═════ Excerpt ═════

# Thank-you



## 91syclone (Dec 16, 2007)

arty:
Thank-you kau for adding Branson to the list of tractors.:headclap: 
I'm sure I'm not the only one around that is completely happy with their 
Branson tractor.
I have a 4720i with about 180 hrs on it and haven't had any issues with it.
Of course I'm still breaking it in.


Thank-you again, Aaron


----------



## SHARTEL (Feb 11, 2009)

Welcome Aaron! 

Never heard any complaints from other Branson owners .

Got any pic's of your rig?


----------



## ncg45 (Feb 26, 2008)

*Branson*

Yes, thanks for adding Branson to the tractor brand list! I have a '05 2810.

Nick


----------



## Aljo (Oct 29, 2010)

I have a 4020 that I bought new in 2003. I really like it except for the tie rod ends. I have replaced two of them so far. I have not mistreated it and it has broke without a load on the bucket. I think it is bad engineering. Anybody have the same problem. When I ordered the part, the parts dealer said he has ordered a few of them for other people.

═════ Data entries ═════

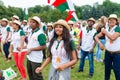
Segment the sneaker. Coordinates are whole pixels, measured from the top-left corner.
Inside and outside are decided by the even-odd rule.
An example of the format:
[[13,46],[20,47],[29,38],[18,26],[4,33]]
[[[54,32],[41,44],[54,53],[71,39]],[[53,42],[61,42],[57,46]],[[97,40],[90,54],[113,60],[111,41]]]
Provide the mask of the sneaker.
[[92,78],[93,77],[93,74],[89,74],[89,78]]

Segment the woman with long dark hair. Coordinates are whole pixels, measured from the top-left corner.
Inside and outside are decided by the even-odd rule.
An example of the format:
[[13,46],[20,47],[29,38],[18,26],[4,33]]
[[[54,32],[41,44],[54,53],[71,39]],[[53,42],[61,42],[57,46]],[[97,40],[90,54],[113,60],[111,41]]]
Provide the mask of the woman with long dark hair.
[[50,56],[41,67],[36,69],[39,73],[52,61],[49,80],[70,80],[70,67],[77,62],[76,46],[70,36],[70,28],[66,21],[58,20],[53,24],[54,37],[50,41]]
[[101,49],[104,45],[99,40],[105,36],[105,80],[110,80],[111,69],[113,68],[116,80],[120,80],[120,27],[116,14],[111,14],[108,18],[108,27],[102,28],[101,32],[95,36],[96,42]]

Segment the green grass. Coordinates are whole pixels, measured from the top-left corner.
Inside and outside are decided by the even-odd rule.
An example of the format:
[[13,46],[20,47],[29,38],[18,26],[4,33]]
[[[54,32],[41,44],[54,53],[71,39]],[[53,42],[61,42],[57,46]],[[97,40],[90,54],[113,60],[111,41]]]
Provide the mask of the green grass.
[[[26,63],[26,60],[25,60]],[[86,60],[85,66],[84,66],[84,72],[78,73],[78,67],[79,67],[79,61],[75,65],[74,69],[71,70],[71,80],[104,80],[104,64],[103,63],[98,63],[94,60],[94,66],[95,66],[95,73],[93,78],[89,79],[88,74],[89,74],[89,62]],[[17,70],[16,67],[13,66],[14,61],[12,60],[11,62],[6,62],[5,57],[3,54],[0,53],[0,69],[4,70],[9,67],[12,67],[17,73],[18,76],[14,80],[18,80],[20,77],[20,74]],[[49,74],[49,68],[50,65],[48,65],[44,70],[43,70],[43,76],[44,80],[48,80],[48,74]],[[111,79],[110,80],[115,80],[114,73],[112,71],[111,74]]]

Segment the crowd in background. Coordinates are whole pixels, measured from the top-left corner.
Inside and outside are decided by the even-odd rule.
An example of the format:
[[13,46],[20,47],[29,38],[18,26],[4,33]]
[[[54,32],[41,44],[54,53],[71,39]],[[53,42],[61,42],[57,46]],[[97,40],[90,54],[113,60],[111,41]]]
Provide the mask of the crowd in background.
[[37,16],[20,22],[14,15],[11,21],[6,18],[0,20],[1,53],[7,62],[13,56],[21,74],[20,80],[27,80],[27,73],[29,80],[43,80],[42,70],[50,62],[49,80],[70,80],[70,69],[79,59],[80,73],[84,71],[85,60],[89,60],[89,78],[94,75],[96,60],[104,62],[105,80],[110,80],[111,69],[116,80],[120,80],[119,24],[116,14],[108,18],[101,16],[98,20],[89,18],[66,22],[59,19],[54,23],[43,23]]

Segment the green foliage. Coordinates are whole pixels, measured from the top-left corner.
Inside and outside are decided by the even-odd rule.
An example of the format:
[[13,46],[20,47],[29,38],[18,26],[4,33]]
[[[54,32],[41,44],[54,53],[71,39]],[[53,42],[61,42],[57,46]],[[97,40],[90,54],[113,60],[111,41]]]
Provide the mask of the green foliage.
[[[1,5],[2,4],[2,5]],[[79,19],[86,20],[90,17],[95,19],[101,16],[109,16],[110,14],[117,14],[120,17],[120,4],[105,0],[102,5],[95,3],[93,6],[84,5],[76,6],[76,14]],[[21,20],[24,19],[24,11],[22,8],[17,7],[5,7],[4,3],[0,0],[0,19],[5,17],[10,20],[11,16],[18,15]],[[67,12],[60,12],[58,9],[52,8],[51,6],[40,6],[30,7],[28,9],[28,16],[39,16],[43,22],[55,22],[58,19],[65,19],[68,14]]]

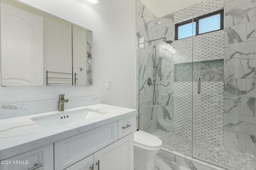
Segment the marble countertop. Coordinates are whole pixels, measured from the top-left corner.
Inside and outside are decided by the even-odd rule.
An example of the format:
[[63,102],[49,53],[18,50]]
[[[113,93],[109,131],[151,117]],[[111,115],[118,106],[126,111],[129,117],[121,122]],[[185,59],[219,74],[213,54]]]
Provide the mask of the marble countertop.
[[60,112],[50,111],[0,120],[0,160],[133,115],[137,112],[134,109],[103,104],[76,109],[86,108],[108,113],[48,128],[40,126],[30,118]]

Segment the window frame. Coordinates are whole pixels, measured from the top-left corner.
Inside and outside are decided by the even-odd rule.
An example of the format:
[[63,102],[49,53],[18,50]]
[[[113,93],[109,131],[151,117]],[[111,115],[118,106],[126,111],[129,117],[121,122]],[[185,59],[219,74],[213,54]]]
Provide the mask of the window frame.
[[[204,34],[205,33],[211,33],[212,32],[214,32],[214,31],[219,31],[219,30],[221,30],[222,29],[224,29],[224,9],[222,9],[221,10],[220,10],[219,11],[216,11],[214,12],[212,12],[210,14],[207,14],[206,15],[204,15],[203,16],[200,16],[199,17],[197,17],[196,18],[194,18],[193,19],[192,19],[191,20],[187,20],[183,22],[180,22],[180,23],[176,23],[176,24],[175,24],[175,40],[178,40],[179,39],[184,39],[184,38],[188,38],[189,37],[192,37],[193,36],[196,36],[196,35],[202,35],[202,34]],[[205,33],[201,33],[200,34],[199,33],[199,20],[201,20],[202,19],[204,19],[204,18],[205,18],[209,17],[210,17],[212,16],[214,16],[215,15],[217,15],[217,14],[220,14],[220,29],[215,29],[213,31],[209,31],[209,32],[205,32]],[[182,26],[183,25],[186,25],[186,24],[187,24],[188,23],[192,23],[193,22],[196,22],[196,34],[195,34],[195,35],[193,35],[193,33],[192,33],[192,36],[190,37],[186,37],[185,38],[181,38],[181,39],[178,39],[178,27],[179,26]],[[193,27],[192,28],[192,29],[193,30]]]

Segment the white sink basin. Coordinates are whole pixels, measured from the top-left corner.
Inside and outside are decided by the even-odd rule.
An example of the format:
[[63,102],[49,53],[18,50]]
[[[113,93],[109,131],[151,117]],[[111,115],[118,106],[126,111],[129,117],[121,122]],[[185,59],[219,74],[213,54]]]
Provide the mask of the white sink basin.
[[63,111],[49,115],[32,117],[30,119],[40,126],[48,128],[98,116],[107,113],[107,112],[104,111],[86,108]]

═════

**Goals**
1) In the Branson tractor thread, which Branson tractor models do the posters say they own?
2) Write the next part of the Branson tractor thread, picking up after its last post.
The rows stand apart from the Branson tractor thread and are separate material.

**Answers for the exercise**
1) 4720i, 2810, 4020

2)
----------



## Hoodoo Valley (Nov 14, 2006)

Time to look at beefing it up somehow!


----------



## silverslim (Aug 21, 2014)

Bought a brandy new Branson 4520C in July. I almost froze to death plowing on my FarmTrac 390HST last winter. Looking forward to a nice heated cab this year. Only had my machine for a little over a month but it's well built and makes me smile every time I ride it.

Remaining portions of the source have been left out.